(Texto para leitura):

José Flávio Sombra Saraiva

A Universidade de Brasília abrigou, nos dias 27 e 28 de abril, evento relevante para as sociedades brasileira e portuguesa. Organizado pelos Professores Amado Luiz Cervo e José Flávio Sombra Saraiva, o Simpósio Internacional "500 Anos de Relações entre Portugal e Brasil" ambientou-se no contexto das comemorações do V Centenário do Brasil. Com apoio organizacional do Instituto Brasileiro de Relações Internacionais (IBRI) e institucional do Instituto Camões e da Fundação Alexandre de Gusmão, o simpósio reuniu portugueses e brasileiros especialistas no estudo das relações internacionais.

Com grande adesão de público, o encontro foi presidido com um objetivo estratégico explícito: superar a falta de comunicação entre as duas academias. Como que de costas uns para os outros, portugueses e brasileiros que analisam a cena internacional continuam abordando a inserção internacional de seus países sem considerar os conhecimentos gerados por cada um dos países na área e sem explorar as possibilidades de uma comunicação mais estreita entre os pares dos dois lados do Atlântico. Algumas dificuldades históricas nas relações bilaterais explicam em parte esse distanciamento. O mal-estar gerado pelo colonialismo tardio e o apoio que, a contragosto, a diplomacia brasileira lhe emprestava, criavam dificuldades práticas para a aproximação. Mas também a auto-suficiência acadêmica de ambos os lados contribui, em muito, para o afastamento da convivência intelectual entre ambos.

O resultado mais evidente do simpósio foi, nesse sentido, o de avançar na construção de um novo clima de trabalhos entre os especialistas de forma a encorajar a exploração de temas comuns para a pesquisa e propor a revisão de tantos preconceitos acalentados pela ignorância. Nesse sentido, procurou-se caminhar na linha que permitia certa reaproximação, ainda que lenta, entre os dois lados. O ambiente internacional no qual esse novo diálogo se estabelece tem algo a contribuir. Desde a retirada de Portugal da África, entre 1974 e 1975, e sua nova estratégia de inserção internacional, animada pela redemocratização e por uma crescente europeização daquele país e pela busca de um novo lugar no mundo, novas condições se apresentaram para que se removessem os obstáculos a uma melhor relação entre Portugal e Brasil.

A década de 1990, no entanto, foi marcadamente frutífera na aproximação entre os dois países. O novo tempo, não mais caracterizado pelo formalismo improdutivo e pela diplomacia dos punhos de renda, é o dos empresários portugueses ativos nos processos de privatização das estatais brasileiras e dos investimentos diretos de grupos portugueses no sistema financeiro brasileiro. A força das novas relações Brasil-Portugal reside não apenas nos discursos de sensibilidades, paixões e saudades, mas na relevância dos intercâmbios materiais entre as duas sociedades.

(Registros extraídos):
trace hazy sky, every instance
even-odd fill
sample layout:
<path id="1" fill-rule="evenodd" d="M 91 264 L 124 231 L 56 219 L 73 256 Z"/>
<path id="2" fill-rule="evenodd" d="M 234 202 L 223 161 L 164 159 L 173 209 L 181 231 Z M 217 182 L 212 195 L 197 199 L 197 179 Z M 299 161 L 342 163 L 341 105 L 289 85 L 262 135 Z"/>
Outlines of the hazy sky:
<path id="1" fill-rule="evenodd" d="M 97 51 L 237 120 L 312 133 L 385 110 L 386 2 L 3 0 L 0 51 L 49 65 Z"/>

==

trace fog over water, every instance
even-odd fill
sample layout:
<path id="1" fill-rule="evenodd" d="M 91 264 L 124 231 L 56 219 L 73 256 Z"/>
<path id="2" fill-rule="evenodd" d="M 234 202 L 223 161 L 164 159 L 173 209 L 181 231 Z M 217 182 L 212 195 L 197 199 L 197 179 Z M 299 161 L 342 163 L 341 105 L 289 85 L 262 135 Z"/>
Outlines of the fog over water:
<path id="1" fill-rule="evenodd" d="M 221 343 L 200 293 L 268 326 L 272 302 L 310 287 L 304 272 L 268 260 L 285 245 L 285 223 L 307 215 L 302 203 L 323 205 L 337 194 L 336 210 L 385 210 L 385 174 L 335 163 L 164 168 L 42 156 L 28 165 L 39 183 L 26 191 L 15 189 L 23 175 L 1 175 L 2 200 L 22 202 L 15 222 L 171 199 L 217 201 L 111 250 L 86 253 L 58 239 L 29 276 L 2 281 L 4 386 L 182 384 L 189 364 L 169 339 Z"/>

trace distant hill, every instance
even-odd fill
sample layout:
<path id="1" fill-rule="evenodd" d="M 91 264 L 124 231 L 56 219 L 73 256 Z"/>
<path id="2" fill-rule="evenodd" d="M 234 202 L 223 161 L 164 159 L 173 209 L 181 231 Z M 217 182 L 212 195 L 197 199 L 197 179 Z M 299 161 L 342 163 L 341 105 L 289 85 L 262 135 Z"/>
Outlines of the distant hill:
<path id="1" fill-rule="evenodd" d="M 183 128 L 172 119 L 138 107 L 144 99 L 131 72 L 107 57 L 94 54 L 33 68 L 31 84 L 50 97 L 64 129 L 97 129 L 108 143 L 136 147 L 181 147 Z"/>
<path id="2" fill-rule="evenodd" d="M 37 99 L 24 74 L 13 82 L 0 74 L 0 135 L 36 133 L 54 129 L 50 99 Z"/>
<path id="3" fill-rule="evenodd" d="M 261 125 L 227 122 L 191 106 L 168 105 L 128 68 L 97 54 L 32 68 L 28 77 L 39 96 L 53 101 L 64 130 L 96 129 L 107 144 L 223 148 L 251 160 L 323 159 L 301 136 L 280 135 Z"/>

--

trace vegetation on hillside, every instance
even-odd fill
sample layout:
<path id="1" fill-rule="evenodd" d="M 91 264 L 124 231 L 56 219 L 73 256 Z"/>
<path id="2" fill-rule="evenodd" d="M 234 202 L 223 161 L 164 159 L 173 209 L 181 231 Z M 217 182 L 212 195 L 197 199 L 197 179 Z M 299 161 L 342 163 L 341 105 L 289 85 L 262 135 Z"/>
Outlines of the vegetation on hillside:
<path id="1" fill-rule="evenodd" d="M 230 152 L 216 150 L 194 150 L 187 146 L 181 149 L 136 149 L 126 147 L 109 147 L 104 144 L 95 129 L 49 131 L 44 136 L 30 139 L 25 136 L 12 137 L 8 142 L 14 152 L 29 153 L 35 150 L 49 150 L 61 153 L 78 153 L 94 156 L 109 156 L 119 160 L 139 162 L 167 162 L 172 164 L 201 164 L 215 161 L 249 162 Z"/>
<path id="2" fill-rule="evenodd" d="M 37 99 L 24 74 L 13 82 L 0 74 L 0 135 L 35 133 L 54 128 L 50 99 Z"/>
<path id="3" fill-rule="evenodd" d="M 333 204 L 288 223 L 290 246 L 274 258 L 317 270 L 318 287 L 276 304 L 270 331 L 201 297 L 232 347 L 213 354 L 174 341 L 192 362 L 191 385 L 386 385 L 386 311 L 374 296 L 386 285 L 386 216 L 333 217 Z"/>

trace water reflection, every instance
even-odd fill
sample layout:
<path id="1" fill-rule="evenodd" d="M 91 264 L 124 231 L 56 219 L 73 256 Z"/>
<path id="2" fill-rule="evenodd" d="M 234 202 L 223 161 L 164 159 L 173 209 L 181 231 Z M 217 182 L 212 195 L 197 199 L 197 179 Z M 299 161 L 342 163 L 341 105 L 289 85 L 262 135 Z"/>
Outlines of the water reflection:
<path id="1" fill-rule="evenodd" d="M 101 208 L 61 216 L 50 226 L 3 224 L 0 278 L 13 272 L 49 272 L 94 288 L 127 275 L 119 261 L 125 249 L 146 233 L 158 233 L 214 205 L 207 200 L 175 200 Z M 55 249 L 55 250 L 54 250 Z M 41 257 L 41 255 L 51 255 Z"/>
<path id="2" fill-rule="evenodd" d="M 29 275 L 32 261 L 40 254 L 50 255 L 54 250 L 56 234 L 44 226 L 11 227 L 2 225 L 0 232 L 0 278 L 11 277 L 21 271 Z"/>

(Tarefa a executar): No texto sobre o simpósio, reescreva todo o trecho que vai de "Com grande adesão" até "intelectual entre ambos.", trocando "academias" por "universidades". As linhas apresentadas constituem material independente do texto.

(Resultado do exercício):
Com grande adesão de público, o encontro foi presidido com um objetivo estratégico explícito: superar a falta de comunicação entre as duas universidades. Como que de costas uns para os outros, portugueses e brasileiros que analisam a cena internacional continuam abordando a inserção internacional de seus países sem considerar os conhecimentos gerados por cada um dos países na área e sem explorar as possibilidades de uma comunicação mais estreita entre os pares dos dois lados do Atlântico. Algumas dificuldades históricas nas relações bilaterais explicam em parte esse distanciamento. O mal-estar gerado pelo colonialismo tardio e o apoio que, a contragosto, a diplomacia brasileira lhe emprestava, criavam dificuldades práticas para a aproximação. Mas também a auto-suficiência acadêmica de ambos os lados contribui, em muito, para o afastamento da convivência intelectual entre ambos.